(Pointing dataset records)
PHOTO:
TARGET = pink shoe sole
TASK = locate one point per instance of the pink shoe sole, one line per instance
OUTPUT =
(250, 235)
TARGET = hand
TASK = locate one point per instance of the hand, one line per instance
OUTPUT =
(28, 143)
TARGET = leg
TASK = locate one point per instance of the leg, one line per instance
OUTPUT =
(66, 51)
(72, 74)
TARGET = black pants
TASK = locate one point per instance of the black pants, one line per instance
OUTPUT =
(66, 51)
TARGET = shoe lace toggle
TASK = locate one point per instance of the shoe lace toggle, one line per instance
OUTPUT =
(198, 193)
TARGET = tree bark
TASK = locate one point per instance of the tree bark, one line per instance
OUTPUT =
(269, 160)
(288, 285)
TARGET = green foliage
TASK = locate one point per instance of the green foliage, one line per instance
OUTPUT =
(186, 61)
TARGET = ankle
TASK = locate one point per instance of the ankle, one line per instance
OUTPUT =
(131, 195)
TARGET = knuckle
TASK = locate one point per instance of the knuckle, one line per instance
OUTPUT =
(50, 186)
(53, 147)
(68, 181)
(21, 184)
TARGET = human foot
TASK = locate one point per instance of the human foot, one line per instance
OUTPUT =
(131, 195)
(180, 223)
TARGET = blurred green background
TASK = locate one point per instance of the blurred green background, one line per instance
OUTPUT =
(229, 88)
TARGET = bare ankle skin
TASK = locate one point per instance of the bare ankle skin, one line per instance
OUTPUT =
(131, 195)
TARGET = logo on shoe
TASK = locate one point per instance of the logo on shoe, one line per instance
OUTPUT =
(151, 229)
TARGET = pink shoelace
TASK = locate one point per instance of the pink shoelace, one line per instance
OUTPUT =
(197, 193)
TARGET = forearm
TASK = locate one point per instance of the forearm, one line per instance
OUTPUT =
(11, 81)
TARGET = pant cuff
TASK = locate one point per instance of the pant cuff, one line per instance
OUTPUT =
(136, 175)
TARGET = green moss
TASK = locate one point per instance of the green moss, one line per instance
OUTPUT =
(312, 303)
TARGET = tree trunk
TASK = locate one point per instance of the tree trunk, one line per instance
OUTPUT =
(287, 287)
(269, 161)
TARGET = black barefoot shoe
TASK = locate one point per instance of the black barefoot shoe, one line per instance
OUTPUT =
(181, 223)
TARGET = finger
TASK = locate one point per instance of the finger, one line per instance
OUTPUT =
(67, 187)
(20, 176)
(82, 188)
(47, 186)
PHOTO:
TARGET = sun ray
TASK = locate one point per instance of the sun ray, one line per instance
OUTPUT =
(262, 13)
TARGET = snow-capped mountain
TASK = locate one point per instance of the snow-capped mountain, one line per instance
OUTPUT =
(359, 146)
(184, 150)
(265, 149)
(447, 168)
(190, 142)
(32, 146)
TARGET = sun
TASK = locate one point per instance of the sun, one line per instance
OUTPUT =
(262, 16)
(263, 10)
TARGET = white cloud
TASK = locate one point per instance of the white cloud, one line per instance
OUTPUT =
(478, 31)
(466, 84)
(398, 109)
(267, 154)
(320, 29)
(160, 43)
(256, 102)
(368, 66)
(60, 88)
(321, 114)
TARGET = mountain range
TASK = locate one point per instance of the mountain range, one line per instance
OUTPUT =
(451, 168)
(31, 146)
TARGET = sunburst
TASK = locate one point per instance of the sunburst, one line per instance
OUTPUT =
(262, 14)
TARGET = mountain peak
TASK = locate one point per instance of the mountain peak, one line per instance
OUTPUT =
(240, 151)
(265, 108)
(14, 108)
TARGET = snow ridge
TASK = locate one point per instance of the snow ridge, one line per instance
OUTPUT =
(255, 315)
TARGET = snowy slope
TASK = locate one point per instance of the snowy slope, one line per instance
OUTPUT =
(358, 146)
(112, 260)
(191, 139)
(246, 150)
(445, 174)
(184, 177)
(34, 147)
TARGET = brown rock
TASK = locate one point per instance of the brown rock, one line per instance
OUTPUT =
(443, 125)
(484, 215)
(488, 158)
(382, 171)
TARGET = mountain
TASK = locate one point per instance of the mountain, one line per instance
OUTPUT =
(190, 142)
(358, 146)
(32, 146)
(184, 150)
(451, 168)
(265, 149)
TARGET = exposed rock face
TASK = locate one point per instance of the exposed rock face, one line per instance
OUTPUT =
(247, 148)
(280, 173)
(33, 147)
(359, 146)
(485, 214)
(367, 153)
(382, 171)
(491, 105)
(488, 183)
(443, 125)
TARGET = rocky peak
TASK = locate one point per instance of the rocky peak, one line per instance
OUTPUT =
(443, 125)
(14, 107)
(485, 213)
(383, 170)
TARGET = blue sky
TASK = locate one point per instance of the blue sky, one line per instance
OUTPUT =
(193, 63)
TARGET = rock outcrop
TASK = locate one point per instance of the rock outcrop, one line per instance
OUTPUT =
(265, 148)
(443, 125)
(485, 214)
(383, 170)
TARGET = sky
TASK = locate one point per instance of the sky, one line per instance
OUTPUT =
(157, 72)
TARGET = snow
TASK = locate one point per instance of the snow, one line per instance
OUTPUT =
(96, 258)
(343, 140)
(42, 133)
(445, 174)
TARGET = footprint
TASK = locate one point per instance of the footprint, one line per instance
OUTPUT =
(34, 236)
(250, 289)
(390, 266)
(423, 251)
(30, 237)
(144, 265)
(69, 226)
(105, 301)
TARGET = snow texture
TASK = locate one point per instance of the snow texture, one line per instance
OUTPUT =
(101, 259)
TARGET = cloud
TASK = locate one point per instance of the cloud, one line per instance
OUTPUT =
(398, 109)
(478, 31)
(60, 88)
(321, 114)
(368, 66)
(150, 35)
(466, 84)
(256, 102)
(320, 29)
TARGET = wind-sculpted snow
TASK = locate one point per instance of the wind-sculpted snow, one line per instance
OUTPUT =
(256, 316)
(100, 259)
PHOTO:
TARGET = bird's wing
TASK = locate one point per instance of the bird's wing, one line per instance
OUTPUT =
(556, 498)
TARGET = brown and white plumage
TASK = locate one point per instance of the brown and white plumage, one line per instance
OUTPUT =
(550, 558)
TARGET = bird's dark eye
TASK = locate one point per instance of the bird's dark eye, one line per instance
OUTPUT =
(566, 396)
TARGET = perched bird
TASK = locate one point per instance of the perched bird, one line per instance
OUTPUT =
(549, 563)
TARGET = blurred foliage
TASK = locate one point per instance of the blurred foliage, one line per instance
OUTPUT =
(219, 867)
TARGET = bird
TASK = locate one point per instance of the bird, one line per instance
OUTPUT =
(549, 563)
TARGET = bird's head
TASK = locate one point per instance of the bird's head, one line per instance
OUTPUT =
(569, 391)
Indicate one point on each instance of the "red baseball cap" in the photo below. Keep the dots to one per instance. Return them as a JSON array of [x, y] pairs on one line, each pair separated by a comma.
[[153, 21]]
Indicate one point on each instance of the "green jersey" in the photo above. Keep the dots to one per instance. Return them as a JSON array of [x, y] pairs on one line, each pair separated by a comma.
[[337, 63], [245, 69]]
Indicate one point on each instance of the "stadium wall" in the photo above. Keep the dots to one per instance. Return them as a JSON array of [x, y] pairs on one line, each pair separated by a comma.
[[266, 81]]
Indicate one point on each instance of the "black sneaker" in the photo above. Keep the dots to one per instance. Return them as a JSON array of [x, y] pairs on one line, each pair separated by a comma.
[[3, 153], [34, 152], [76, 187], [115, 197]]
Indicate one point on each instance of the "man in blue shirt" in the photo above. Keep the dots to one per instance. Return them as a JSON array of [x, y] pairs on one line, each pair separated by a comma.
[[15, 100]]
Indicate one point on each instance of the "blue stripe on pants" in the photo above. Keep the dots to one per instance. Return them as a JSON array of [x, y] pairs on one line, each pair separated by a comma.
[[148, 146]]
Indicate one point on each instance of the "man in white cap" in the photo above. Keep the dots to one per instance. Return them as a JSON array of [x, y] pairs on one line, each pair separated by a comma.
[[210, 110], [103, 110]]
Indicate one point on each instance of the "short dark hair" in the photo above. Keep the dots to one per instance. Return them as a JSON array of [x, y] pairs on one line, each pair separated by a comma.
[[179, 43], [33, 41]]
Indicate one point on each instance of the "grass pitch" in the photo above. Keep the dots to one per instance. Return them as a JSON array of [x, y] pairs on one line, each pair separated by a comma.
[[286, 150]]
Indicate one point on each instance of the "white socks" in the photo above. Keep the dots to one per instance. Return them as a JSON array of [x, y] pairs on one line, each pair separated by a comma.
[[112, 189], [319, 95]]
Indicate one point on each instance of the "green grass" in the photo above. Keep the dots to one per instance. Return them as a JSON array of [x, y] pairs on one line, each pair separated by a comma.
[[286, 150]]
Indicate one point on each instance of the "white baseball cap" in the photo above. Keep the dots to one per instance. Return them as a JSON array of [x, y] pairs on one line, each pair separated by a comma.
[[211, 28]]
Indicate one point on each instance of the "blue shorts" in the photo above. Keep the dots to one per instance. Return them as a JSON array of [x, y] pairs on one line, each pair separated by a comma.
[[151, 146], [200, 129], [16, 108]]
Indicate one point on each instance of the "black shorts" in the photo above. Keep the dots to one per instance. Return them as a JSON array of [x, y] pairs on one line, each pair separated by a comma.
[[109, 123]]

#### [Do this]
Reproduce the rows above word for word, starting at the line with "TARGET = snow texture" and ending with the line with "[[266, 81]]", both lines included.

#### [The completed task]
TARGET = snow texture
TASK = locate one point per instance of the snow texture, one line per instance
OUTPUT =
(101, 259)
TARGET = cloud
TASK = locate one point per instance of the cloud, one line per instance
OUTPUT =
(398, 109)
(478, 31)
(60, 88)
(321, 114)
(368, 66)
(150, 35)
(466, 84)
(256, 102)
(320, 29)
TARGET = wind-sculpted snow
TASK = locate one point per instance of the wind-sculpted snow, one line per instance
OUTPUT =
(256, 316)
(100, 259)
PHOTO:
TARGET = bird's wing
TASK = locate one point per instance of the bird's wing, one line per instance
OUTPUT =
(556, 498)
TARGET = brown and white plumage
TASK = locate one point per instance of the brown and white plumage, one line per instance
OUTPUT =
(550, 558)
TARGET = bird's dark eye
TASK = locate one point per instance of the bird's dark eye, one line per instance
OUTPUT =
(566, 396)
TARGET = perched bird
TASK = locate one point per instance of the perched bird, one line per instance
OUTPUT =
(549, 563)
TARGET = blurred foliage
TASK = locate one point per instance of the blurred foliage, one line per instance
OUTPUT =
(219, 867)
TARGET = bird
TASK = locate one point per instance of the bird, one line per instance
OUTPUT =
(549, 563)
TARGET = bird's head
TASK = locate one point per instance of the bird's head, one line per instance
OUTPUT =
(569, 391)
Indicate one point on each instance of the "red baseball cap" in the photo below. Keep the dots to one per instance. Return them as a JSON array of [x, y] pairs on one line, each pair separated by a comma.
[[153, 21]]
Indicate one point on each instance of the "green jersey" in the photo above. Keep the dots to one per instance. Return them as a JSON array of [x, y] pairs on one line, each pair separated by a comma.
[[337, 63], [245, 69]]
Indicate one point on each instance of the "stadium wall" in the photo above. Keep the dots to one per instance. Return them as a JSON array of [x, y] pairs on one line, each pair separated by a comma.
[[266, 81]]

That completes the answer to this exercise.